• AVAILABLE RECORDS
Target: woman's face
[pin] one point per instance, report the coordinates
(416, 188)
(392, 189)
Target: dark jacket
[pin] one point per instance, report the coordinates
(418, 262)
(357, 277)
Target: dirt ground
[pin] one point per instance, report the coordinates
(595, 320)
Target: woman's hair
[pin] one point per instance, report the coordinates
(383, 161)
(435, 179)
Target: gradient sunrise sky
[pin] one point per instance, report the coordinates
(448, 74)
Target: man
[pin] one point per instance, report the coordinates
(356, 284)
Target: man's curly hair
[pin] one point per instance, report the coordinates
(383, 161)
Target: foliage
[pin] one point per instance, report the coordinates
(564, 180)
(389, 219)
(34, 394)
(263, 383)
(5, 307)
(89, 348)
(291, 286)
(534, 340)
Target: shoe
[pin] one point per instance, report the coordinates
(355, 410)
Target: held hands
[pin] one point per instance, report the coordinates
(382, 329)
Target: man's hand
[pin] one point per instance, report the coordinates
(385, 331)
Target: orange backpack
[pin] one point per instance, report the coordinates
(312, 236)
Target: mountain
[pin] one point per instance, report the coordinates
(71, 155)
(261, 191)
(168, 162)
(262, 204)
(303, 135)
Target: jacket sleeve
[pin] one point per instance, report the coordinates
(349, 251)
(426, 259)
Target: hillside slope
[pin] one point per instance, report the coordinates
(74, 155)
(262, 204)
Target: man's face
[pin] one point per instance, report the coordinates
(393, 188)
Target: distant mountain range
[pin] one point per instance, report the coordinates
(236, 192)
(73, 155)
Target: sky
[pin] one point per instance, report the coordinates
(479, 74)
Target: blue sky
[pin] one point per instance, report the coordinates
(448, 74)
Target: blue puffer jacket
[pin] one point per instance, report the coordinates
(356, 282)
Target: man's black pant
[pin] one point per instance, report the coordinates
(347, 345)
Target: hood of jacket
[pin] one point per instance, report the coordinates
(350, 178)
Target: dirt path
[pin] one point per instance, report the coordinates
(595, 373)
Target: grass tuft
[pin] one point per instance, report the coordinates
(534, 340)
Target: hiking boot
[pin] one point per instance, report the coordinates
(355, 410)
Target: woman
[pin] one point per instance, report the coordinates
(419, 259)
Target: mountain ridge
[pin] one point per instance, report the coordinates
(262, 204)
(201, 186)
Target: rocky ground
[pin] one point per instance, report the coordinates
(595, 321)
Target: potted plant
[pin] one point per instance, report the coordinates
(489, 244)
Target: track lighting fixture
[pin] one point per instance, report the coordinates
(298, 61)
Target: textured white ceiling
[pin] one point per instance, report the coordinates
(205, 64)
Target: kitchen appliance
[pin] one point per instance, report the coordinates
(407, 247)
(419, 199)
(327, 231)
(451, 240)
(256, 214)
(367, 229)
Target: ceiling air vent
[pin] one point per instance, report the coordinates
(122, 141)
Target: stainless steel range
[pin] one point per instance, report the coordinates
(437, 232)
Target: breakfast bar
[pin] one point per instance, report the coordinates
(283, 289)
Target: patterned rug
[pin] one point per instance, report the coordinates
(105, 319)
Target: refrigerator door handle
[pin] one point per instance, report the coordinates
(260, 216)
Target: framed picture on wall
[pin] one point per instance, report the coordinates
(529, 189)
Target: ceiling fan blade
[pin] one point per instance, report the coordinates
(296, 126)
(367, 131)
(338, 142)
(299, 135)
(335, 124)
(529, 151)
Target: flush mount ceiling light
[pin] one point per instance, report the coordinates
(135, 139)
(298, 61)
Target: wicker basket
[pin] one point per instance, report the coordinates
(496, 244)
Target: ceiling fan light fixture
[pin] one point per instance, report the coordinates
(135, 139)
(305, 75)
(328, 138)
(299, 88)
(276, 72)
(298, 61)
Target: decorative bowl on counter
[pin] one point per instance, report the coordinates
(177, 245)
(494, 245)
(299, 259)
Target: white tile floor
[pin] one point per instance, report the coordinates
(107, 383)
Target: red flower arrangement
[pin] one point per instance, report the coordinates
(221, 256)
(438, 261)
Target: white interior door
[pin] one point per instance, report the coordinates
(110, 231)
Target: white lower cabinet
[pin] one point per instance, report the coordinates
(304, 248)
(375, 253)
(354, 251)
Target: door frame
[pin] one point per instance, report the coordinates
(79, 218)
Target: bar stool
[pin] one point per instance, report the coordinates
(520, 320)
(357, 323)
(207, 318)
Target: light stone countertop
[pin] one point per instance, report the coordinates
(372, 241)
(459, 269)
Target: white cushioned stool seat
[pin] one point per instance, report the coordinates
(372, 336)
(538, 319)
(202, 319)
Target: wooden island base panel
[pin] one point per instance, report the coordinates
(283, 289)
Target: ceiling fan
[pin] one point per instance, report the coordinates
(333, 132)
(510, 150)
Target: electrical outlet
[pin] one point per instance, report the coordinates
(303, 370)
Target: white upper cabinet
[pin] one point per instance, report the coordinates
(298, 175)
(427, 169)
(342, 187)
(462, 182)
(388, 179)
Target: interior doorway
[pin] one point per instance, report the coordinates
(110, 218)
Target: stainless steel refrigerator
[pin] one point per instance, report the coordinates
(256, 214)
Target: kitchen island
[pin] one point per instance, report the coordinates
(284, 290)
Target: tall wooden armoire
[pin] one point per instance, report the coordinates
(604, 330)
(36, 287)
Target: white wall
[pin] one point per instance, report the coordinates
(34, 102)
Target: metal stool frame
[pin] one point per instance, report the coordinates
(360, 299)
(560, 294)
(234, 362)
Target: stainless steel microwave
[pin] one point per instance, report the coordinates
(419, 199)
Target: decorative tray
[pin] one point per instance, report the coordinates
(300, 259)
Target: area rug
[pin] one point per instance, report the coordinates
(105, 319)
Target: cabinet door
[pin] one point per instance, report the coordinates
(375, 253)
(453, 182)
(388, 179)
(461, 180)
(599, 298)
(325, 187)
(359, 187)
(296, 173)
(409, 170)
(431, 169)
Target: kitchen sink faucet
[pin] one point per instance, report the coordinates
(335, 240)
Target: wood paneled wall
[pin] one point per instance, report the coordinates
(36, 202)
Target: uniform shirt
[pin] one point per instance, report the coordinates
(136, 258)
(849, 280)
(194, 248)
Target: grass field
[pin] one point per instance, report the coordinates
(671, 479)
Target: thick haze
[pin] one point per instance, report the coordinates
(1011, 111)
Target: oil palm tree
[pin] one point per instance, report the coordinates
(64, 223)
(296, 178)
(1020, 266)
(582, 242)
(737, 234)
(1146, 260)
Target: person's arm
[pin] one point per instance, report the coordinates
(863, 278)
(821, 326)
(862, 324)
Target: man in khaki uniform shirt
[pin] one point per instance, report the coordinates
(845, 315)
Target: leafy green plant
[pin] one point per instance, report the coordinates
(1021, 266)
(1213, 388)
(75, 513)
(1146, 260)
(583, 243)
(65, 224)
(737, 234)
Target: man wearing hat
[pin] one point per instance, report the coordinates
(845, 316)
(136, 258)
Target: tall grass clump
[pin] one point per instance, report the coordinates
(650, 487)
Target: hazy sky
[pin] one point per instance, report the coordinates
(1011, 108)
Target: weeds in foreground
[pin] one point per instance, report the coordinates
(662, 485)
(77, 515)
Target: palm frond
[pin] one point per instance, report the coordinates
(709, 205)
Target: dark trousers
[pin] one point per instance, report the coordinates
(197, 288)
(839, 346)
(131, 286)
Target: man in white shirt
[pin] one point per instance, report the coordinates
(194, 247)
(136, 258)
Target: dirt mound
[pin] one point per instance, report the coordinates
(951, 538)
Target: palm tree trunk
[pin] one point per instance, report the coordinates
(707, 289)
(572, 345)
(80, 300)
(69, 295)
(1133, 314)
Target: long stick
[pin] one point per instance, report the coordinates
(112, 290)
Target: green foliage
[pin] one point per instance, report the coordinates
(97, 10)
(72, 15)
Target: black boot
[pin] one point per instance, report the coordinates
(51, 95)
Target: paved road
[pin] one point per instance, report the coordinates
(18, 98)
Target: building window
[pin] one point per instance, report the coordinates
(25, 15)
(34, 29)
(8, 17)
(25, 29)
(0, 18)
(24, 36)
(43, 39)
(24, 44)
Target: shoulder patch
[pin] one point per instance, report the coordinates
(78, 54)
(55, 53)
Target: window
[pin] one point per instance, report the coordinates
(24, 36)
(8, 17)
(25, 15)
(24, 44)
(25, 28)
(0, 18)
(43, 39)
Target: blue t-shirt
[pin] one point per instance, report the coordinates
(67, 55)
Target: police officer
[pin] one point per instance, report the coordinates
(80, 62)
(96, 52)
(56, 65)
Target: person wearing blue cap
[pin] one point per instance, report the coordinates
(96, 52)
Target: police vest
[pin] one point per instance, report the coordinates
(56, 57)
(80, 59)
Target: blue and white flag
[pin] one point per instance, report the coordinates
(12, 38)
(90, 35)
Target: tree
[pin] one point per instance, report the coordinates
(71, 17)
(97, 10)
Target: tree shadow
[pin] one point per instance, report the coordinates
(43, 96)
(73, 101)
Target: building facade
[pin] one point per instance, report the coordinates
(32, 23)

• WHAT IS BEING ASKED
One stretch of the lines above is wanted, from the line that contains "Target: man in khaki uniform shirt" through the line that contains "Target: palm tree trunk". Output it exactly.

• RESPONSE FOR THIS EXERCISE
Target: man in khaki uniform shirt
[pin] one point per instance, report the coordinates
(845, 315)
Target: leafy green plant
[pin] one point per instance, report the coordinates
(1021, 266)
(1213, 388)
(75, 513)
(1146, 260)
(583, 243)
(65, 224)
(737, 234)
Target: man wearing hat
[pin] one point per instance, report the coordinates
(845, 316)
(136, 258)
Target: tall grass clump
[pin] one point per instance, report the coordinates
(650, 487)
Target: hazy sky
[pin] one point per instance, report the coordinates
(1011, 108)
Target: weeds in foreground
[pin] one point per instance, report the coordinates
(662, 485)
(77, 515)
Target: palm frond
[pin] one point per instance, report the coordinates
(709, 205)
Target: dark trousers
[pin] one point per instance, report the coordinates
(197, 288)
(839, 346)
(131, 286)
Target: man in white shirt
[pin] one point per instance, report the coordinates
(194, 247)
(136, 258)
Target: dirt mound
[pin] one point per instance, report the coordinates
(951, 538)
Target: palm tree trunk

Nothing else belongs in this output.